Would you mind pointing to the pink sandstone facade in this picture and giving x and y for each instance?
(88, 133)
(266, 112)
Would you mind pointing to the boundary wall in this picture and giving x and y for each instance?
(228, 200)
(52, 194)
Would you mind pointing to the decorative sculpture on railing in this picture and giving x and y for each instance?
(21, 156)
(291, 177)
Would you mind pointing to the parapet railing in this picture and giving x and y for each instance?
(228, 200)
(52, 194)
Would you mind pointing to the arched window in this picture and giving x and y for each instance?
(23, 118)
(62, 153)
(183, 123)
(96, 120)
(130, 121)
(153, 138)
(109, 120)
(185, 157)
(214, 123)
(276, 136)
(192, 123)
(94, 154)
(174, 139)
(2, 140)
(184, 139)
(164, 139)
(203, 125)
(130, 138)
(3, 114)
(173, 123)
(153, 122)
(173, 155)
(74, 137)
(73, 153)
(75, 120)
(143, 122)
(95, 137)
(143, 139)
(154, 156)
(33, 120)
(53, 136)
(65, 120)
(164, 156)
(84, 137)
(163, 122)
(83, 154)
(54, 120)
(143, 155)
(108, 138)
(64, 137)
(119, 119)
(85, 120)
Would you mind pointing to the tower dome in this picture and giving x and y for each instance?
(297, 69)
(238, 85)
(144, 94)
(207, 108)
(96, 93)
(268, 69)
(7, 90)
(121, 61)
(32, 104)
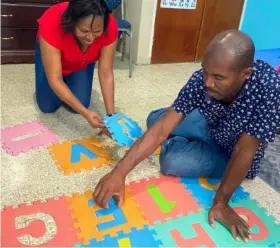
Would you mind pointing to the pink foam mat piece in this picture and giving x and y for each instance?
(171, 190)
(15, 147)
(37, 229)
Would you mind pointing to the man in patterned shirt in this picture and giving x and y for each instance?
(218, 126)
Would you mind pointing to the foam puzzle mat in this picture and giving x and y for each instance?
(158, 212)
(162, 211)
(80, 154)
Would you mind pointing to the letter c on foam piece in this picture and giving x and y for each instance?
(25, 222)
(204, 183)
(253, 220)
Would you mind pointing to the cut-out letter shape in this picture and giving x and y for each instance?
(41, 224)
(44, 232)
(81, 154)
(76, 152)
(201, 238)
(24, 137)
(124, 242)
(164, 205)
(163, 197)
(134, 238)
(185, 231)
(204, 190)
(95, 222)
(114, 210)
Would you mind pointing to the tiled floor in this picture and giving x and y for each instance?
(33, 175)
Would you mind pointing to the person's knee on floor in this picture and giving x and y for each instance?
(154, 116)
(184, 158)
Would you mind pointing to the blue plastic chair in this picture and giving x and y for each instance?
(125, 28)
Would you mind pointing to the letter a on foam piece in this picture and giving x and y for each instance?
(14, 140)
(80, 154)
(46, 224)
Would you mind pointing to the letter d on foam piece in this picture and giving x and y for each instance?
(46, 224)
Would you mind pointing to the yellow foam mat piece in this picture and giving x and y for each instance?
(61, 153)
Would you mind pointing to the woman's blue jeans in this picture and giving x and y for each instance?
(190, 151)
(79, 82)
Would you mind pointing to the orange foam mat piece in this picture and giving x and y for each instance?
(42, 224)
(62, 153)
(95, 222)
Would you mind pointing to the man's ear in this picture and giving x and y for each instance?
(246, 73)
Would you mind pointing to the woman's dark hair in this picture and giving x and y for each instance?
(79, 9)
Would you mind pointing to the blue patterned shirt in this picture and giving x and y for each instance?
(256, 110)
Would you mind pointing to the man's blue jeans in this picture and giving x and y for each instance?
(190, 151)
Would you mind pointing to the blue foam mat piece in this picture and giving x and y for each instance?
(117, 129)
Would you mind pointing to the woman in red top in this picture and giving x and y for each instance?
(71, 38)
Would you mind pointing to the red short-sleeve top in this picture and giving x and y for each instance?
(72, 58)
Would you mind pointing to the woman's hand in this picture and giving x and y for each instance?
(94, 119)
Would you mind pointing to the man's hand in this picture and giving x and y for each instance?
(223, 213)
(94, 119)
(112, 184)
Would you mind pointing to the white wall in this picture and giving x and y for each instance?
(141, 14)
==
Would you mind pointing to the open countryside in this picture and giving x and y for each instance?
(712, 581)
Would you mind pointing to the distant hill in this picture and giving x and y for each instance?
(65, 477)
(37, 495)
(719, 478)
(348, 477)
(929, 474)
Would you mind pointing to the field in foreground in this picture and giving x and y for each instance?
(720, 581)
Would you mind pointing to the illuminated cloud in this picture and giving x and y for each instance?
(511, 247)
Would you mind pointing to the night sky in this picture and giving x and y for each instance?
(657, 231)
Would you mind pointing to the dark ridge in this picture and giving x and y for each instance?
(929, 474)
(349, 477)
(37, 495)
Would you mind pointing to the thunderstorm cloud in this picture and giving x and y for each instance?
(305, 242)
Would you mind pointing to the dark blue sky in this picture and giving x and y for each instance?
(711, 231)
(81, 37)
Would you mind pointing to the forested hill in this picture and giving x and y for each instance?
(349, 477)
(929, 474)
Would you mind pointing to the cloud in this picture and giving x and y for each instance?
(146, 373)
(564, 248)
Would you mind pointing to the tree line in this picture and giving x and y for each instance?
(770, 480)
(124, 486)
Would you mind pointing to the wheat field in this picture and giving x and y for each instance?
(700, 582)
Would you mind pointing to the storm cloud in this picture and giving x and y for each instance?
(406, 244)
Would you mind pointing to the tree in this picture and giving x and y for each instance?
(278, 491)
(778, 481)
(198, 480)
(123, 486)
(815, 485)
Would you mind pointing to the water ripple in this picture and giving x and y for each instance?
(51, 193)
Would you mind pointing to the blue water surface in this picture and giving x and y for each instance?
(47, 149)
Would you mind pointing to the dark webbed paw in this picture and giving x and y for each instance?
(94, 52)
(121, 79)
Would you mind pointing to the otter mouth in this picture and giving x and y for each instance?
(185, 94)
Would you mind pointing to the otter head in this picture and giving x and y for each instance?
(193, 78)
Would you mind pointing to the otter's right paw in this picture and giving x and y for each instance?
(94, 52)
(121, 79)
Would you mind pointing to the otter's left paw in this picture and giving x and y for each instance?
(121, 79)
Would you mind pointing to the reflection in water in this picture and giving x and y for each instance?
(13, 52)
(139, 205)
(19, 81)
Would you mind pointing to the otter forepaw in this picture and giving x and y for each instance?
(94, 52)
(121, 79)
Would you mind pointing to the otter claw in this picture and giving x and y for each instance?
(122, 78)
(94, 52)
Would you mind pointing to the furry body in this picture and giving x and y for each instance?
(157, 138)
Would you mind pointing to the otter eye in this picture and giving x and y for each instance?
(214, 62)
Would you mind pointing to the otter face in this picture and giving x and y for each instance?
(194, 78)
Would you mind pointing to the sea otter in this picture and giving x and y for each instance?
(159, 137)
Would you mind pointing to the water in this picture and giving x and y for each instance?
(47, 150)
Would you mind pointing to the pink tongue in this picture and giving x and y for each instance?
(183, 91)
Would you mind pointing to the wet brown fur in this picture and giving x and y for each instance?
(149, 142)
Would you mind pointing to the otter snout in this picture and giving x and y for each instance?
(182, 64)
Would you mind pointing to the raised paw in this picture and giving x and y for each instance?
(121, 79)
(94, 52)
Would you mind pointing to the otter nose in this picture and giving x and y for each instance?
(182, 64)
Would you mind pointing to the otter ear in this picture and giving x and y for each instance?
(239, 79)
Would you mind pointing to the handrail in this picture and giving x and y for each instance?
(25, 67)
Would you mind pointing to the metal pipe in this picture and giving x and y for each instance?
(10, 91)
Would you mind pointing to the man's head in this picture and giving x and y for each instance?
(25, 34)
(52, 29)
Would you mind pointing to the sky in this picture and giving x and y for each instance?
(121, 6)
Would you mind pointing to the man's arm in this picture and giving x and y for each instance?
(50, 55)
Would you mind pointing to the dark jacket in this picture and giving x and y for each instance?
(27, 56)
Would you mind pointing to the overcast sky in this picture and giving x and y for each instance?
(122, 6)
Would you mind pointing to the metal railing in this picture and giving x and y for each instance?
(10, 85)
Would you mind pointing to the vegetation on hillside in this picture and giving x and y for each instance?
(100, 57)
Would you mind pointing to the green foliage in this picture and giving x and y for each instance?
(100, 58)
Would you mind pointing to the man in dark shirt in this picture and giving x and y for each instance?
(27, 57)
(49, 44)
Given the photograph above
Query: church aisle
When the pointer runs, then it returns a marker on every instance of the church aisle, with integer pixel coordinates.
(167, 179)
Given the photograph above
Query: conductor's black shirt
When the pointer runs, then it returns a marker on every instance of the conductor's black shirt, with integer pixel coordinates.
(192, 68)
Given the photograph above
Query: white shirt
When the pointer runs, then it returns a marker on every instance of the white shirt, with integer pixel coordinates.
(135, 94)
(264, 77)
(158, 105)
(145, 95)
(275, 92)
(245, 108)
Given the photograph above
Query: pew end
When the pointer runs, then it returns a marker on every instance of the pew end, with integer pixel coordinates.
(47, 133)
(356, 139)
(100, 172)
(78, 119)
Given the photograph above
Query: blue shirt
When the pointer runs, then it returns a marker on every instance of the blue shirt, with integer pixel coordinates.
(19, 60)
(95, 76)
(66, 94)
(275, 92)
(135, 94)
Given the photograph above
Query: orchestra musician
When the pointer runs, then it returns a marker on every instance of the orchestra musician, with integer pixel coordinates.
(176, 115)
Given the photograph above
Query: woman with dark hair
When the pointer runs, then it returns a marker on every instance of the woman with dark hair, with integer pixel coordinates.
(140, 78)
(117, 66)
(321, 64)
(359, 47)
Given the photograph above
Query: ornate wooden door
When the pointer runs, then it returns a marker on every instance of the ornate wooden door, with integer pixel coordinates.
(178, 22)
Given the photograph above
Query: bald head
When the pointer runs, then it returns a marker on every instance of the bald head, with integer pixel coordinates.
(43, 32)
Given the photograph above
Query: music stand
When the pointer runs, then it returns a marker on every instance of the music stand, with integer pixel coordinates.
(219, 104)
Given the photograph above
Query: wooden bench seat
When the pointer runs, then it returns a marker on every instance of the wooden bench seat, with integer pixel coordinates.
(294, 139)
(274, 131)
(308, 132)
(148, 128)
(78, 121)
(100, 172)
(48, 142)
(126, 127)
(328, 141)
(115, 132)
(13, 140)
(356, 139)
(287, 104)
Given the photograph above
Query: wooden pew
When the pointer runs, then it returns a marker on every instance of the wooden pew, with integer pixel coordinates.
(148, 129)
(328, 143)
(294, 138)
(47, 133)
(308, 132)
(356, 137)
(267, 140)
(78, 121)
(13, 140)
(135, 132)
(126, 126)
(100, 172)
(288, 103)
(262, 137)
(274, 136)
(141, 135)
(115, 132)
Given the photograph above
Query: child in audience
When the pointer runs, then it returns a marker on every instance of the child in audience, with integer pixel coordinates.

> _What you need to do_: Starting at the line above that contains "pew, with integer pixel coordinates.", write out each line exactly until the line that contains "audience, with integer pixel coordinates." has been written, and stop there.

> _Task answer_:
When the pointer runs, then it returns a marker on every instance of the wooden pew, with integer pixel coordinates.
(148, 129)
(328, 143)
(294, 138)
(47, 133)
(308, 132)
(356, 137)
(267, 140)
(78, 121)
(13, 140)
(135, 132)
(126, 126)
(100, 172)
(288, 103)
(262, 137)
(274, 136)
(141, 135)
(115, 132)
Given the photograph above
Query: child in audience
When the pointer runs, then it returns a marker on every instance of the child in audience, with integer pixel coordinates.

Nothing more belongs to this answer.